TASK GOAL:
Copy the records out again in full, keeping them identical.

INPUT RECORDS:
+ + + + +
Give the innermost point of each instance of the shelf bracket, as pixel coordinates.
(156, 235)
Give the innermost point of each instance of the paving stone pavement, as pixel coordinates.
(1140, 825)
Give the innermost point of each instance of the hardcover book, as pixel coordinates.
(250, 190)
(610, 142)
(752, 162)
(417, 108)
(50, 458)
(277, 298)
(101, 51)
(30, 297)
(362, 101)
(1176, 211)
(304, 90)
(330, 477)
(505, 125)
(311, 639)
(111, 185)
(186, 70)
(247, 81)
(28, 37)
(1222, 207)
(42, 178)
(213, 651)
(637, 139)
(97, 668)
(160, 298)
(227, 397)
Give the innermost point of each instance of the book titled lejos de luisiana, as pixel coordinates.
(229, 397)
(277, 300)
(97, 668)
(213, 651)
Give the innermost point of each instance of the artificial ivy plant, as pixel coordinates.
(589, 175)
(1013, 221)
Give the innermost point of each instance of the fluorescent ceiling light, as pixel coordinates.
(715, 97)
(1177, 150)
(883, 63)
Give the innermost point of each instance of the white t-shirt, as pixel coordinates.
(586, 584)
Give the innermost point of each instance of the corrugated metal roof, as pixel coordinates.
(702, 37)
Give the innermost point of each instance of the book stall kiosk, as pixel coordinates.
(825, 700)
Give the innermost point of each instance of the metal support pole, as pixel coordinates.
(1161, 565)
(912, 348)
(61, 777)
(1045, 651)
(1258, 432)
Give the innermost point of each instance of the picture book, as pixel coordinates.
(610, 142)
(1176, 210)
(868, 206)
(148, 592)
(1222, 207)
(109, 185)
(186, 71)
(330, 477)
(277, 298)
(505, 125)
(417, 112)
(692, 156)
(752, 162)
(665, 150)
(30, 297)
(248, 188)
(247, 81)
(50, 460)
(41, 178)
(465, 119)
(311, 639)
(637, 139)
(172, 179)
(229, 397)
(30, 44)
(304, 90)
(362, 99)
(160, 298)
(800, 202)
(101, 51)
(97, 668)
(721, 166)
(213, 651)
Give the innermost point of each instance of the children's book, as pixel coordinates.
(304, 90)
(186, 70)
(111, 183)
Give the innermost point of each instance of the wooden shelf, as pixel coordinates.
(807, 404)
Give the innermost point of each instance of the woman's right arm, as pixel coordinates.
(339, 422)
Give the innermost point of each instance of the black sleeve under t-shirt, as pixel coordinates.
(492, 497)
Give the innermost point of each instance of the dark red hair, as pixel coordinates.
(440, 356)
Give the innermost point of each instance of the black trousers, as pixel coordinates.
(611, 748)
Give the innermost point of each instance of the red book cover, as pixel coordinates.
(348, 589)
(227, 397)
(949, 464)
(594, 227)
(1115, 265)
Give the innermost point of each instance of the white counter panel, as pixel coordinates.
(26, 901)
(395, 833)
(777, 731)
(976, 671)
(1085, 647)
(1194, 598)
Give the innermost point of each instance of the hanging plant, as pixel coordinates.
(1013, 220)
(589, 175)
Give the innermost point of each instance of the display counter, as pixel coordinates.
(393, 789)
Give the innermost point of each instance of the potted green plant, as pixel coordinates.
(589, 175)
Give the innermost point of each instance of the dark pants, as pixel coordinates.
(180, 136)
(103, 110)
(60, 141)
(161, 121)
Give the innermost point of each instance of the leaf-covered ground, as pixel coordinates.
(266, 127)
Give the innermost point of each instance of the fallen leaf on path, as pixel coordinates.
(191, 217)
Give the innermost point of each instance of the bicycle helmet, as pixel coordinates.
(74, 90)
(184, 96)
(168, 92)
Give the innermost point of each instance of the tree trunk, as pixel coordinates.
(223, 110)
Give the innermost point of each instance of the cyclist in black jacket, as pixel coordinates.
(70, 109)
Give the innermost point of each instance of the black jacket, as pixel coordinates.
+ + + + +
EXPECTED ANSWER:
Give the innermost point of each instance of the shelf bracket, as pixel coordinates.
(156, 235)
Give the innermost point of each instance of the paving stone pavement, as pixel coordinates.
(1140, 825)
Give the innermost point of each instance of the hardcover book, as pixel coordinates.
(250, 190)
(610, 142)
(752, 162)
(417, 108)
(50, 458)
(277, 298)
(101, 51)
(30, 297)
(362, 101)
(1176, 211)
(304, 90)
(330, 477)
(505, 125)
(311, 639)
(111, 185)
(186, 70)
(247, 81)
(28, 37)
(1222, 207)
(42, 178)
(213, 651)
(637, 139)
(97, 668)
(160, 298)
(227, 397)
Give the innermost point of each instance of the book titled lejos de luisiana, as pixel coordinates.
(229, 397)
(277, 300)
(97, 668)
(213, 651)
Give the innermost point of each instance of the artificial ivy plant, as pixel coordinates.
(589, 175)
(1013, 221)
Give the innermost point of each instance of the fluorescent ceiling light, as pixel coordinates.
(715, 97)
(1177, 150)
(883, 63)
Give the innermost point of each instance of the white t-shirt, as pixel coordinates.
(586, 584)
Give the innermost point of each instance of the corrugated metal roof, as pixel coordinates.
(702, 37)
Give the innermost point of each instance of the book stall kiosk, as pixel coordinates.
(825, 700)
Give the innermost point of each instance of the metal support pole, as pixel coordinates.
(1161, 565)
(912, 348)
(61, 777)
(1045, 651)
(1258, 432)
Give the innermost point of each instance of the picture book, as pixel coordinates.
(610, 142)
(1176, 210)
(868, 206)
(148, 592)
(1222, 207)
(109, 185)
(186, 71)
(330, 477)
(277, 298)
(505, 125)
(417, 112)
(692, 156)
(752, 162)
(665, 150)
(30, 297)
(248, 188)
(247, 81)
(50, 460)
(41, 178)
(465, 119)
(311, 639)
(637, 139)
(172, 179)
(229, 397)
(30, 44)
(304, 90)
(362, 99)
(160, 298)
(800, 202)
(101, 51)
(97, 668)
(721, 166)
(213, 651)
Give the innermost point of each instance of the children's book, as pixel coordinates.
(304, 90)
(186, 70)
(111, 183)
Give the innermost point of each instance of the wooden shelf, as pixel coordinates.
(807, 404)
Give the innermost point of each instance of the woman's right arm, as pixel coordinates.
(339, 422)
Give the innermost point of each instance of the black sleeve under t-shirt, as pixel coordinates.
(492, 497)
Give the innermost point of each instance of the dark red hair, as pixel coordinates.
(440, 356)
Give the innermost point of each instance of the black trousers, as pixel coordinates.
(611, 748)
Give the innermost point of each instance of the red book cover, as pixel coordinates.
(348, 589)
(227, 397)
(949, 464)
(594, 227)
(1115, 265)
Give the innermost point of each instance of the white counter panel, as pixel coordinates.
(26, 901)
(395, 833)
(777, 731)
(976, 671)
(1085, 647)
(1194, 598)
Give the innermost point of each instance of the hanging plant, as pixel coordinates.
(1013, 220)
(589, 175)
Give the innermost point of each instance of the display counter, as pixel coordinates.
(393, 789)
Give the innermost point of each instance of the potted green plant, as pixel coordinates.
(589, 175)
Give the innermost point of each instance of the dark pants, as pixel coordinates.
(180, 136)
(103, 110)
(60, 141)
(161, 121)
Give the innermost point of each instance of the leaf-covered ground, as pixel coordinates.
(266, 127)
Give the innermost point of each instance of the fallen leaf on path, as pixel coordinates.
(191, 217)
Give the innermost point of each instance of the bicycle helmet, as pixel coordinates.
(74, 90)
(184, 96)
(168, 92)
Give the innermost point of each instance of the tree trunk, as pixel coordinates.
(223, 110)
Give the innermost point of each instance of the cyclist in black jacket, as pixel coordinates.
(70, 109)
Give the innermost point of each instance of the black jacket, as pixel coordinates.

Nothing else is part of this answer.